Collected data
________________________________________

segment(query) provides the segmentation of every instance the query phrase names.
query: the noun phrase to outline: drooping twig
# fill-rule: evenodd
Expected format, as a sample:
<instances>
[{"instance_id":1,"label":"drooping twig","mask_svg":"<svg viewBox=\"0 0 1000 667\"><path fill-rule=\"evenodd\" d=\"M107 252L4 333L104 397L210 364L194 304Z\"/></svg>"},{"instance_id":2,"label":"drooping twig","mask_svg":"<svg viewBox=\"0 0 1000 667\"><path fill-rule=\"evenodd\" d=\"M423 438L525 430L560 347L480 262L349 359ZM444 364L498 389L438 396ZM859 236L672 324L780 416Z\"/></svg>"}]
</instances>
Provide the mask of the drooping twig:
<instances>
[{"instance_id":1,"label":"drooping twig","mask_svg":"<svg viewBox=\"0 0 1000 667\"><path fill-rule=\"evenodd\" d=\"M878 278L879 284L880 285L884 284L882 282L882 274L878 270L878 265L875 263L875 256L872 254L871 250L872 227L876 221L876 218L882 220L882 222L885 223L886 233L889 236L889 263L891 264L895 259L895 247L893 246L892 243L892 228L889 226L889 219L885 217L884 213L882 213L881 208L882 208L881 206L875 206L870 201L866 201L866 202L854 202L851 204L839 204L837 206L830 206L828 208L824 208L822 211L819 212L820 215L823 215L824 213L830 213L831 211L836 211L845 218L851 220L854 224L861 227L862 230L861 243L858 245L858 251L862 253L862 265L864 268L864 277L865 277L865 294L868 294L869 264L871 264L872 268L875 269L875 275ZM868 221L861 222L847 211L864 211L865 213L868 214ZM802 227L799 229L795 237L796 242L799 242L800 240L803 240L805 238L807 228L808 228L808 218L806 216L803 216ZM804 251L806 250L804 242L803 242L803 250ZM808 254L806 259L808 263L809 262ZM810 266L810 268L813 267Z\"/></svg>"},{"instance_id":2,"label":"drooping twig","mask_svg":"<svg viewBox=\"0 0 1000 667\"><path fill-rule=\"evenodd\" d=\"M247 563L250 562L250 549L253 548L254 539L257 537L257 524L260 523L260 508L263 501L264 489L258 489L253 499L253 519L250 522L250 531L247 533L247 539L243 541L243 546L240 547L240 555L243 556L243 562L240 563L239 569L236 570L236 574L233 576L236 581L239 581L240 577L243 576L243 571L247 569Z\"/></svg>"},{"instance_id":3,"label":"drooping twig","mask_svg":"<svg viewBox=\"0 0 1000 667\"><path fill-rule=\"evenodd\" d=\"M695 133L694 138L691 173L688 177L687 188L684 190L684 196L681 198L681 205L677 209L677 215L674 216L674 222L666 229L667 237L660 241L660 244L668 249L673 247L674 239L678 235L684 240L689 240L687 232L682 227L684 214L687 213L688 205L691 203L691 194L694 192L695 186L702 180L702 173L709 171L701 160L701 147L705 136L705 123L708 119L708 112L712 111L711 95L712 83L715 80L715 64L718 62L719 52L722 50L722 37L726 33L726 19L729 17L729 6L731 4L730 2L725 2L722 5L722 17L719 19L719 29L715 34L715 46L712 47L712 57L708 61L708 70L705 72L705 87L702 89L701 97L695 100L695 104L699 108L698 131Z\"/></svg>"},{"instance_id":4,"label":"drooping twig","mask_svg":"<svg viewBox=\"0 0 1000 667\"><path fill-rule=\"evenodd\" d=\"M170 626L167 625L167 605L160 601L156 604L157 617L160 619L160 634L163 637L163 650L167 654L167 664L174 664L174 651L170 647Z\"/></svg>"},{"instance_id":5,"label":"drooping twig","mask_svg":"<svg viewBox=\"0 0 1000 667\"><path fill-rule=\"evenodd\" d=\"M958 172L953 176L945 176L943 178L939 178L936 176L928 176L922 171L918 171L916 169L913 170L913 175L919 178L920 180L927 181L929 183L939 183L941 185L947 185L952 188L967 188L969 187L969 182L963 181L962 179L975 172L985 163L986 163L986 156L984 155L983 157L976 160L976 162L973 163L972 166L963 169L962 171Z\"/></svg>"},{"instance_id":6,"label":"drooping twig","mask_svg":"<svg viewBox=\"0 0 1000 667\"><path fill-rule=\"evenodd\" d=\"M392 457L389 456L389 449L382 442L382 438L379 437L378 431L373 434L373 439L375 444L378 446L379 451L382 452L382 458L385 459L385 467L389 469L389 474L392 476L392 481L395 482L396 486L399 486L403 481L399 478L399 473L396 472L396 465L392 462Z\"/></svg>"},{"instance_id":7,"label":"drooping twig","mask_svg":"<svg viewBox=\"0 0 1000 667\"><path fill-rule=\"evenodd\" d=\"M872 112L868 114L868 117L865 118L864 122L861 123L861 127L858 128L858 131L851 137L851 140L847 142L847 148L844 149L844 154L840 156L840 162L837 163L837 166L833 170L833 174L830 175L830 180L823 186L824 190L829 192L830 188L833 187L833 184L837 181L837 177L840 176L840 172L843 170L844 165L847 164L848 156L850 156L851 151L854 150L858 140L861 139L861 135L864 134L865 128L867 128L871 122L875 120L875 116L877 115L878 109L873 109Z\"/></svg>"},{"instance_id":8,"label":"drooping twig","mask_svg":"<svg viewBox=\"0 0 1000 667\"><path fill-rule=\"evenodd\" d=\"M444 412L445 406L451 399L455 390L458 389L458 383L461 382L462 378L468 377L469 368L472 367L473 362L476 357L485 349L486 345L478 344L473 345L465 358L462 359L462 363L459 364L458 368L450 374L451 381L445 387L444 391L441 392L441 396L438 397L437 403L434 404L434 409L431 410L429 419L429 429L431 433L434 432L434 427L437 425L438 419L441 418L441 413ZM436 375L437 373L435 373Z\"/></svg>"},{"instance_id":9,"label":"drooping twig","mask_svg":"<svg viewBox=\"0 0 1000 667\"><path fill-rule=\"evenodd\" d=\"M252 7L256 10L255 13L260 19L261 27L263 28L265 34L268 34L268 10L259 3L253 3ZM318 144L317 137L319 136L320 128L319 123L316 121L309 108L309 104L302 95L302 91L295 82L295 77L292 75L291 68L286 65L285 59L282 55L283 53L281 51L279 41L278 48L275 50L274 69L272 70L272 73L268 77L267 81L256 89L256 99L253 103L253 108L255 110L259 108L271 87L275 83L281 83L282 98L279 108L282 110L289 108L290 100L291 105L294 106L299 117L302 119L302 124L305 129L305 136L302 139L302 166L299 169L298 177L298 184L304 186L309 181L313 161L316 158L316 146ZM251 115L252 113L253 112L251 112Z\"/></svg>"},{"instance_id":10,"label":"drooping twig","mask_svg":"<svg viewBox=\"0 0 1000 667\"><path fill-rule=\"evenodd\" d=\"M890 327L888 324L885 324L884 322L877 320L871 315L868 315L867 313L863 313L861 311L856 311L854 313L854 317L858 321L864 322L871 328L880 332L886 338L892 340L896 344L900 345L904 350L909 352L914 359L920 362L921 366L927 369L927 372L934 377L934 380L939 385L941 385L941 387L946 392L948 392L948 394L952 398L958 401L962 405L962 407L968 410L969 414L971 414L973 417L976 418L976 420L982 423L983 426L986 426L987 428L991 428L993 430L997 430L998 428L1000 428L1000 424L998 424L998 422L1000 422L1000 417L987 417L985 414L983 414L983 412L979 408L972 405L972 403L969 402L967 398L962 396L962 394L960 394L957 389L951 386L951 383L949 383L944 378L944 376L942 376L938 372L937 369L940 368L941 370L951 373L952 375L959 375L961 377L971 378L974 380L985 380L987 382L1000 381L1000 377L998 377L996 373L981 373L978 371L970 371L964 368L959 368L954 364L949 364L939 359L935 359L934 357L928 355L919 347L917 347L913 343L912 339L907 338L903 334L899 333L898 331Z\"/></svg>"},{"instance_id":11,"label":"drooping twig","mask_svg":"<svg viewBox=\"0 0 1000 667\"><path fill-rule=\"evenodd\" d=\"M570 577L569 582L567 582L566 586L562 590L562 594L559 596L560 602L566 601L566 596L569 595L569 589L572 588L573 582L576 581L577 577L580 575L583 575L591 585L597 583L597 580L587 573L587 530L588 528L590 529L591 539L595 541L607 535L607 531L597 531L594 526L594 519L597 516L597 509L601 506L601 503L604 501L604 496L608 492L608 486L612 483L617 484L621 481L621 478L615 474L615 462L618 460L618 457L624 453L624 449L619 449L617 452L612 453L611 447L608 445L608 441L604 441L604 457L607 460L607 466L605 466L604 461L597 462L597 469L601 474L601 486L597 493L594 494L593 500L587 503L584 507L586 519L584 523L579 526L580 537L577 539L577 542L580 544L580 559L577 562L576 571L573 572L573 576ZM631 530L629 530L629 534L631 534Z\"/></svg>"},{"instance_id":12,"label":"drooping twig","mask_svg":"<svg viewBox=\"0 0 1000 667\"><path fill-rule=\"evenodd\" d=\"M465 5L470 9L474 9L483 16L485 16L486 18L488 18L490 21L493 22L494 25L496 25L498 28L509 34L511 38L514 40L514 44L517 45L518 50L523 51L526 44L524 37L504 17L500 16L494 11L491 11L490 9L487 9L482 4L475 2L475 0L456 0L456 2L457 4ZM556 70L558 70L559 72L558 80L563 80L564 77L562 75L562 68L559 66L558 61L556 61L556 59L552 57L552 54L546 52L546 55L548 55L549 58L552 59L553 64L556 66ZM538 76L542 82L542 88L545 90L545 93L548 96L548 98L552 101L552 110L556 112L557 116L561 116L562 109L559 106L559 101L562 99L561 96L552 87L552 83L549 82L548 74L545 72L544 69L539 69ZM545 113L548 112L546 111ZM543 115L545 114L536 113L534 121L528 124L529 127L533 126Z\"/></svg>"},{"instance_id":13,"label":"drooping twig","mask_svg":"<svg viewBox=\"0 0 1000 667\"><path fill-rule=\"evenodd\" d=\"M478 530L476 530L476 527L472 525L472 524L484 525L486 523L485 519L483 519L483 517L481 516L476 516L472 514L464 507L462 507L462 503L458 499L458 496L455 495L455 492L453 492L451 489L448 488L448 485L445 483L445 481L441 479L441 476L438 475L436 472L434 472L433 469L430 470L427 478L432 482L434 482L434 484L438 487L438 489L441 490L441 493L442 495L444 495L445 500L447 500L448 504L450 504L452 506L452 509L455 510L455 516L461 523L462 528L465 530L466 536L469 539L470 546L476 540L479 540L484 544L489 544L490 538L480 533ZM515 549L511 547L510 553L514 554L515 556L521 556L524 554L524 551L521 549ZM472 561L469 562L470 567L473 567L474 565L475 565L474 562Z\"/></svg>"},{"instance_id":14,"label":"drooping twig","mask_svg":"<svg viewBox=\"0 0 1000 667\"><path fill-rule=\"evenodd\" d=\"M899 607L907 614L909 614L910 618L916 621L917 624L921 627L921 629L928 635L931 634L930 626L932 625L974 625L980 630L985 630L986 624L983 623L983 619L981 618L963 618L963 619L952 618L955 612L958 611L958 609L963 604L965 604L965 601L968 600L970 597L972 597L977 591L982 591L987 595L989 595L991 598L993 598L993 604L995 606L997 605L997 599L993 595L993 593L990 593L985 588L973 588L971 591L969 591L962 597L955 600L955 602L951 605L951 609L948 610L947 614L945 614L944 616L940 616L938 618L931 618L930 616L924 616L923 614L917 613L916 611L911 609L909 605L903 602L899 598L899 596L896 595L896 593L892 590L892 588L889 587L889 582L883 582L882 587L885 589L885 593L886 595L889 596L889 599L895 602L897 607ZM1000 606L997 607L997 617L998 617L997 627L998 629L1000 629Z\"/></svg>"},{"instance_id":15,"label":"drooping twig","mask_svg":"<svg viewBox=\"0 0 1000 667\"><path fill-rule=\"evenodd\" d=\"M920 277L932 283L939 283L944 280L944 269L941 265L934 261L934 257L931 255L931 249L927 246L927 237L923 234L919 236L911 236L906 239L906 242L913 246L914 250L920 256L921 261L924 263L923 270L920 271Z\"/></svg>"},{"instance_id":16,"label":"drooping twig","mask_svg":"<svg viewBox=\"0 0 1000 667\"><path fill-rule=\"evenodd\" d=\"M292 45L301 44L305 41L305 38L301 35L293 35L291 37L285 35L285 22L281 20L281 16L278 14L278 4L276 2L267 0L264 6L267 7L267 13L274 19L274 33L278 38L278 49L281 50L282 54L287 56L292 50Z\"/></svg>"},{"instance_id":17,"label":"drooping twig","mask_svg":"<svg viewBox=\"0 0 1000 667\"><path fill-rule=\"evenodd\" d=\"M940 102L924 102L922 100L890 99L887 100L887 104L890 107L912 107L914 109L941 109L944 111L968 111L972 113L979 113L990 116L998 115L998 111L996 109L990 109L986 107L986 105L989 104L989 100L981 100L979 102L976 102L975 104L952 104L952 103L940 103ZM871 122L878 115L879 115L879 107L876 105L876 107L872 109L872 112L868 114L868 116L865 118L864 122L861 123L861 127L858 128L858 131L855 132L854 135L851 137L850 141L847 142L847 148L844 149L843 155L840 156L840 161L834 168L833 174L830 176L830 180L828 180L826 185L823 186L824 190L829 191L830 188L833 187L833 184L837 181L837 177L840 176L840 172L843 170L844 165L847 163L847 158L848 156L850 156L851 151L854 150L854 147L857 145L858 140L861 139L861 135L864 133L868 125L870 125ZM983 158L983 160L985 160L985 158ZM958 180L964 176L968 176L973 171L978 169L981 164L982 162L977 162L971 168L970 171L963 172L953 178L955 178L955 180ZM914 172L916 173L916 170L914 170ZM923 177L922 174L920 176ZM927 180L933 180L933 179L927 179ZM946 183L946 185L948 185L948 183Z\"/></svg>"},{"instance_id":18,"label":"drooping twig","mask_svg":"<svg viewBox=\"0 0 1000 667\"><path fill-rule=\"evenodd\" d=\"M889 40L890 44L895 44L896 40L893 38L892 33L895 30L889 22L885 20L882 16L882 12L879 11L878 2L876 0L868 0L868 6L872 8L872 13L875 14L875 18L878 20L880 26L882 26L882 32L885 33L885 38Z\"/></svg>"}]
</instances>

________________________________________

_Task requirements_. Each line of the data that includes "query" should be copied.

_Reply to the exercise_.
segment(query) provides the segmentation of every instance the query phrase names.
query: the noun phrase to outline: drooping twig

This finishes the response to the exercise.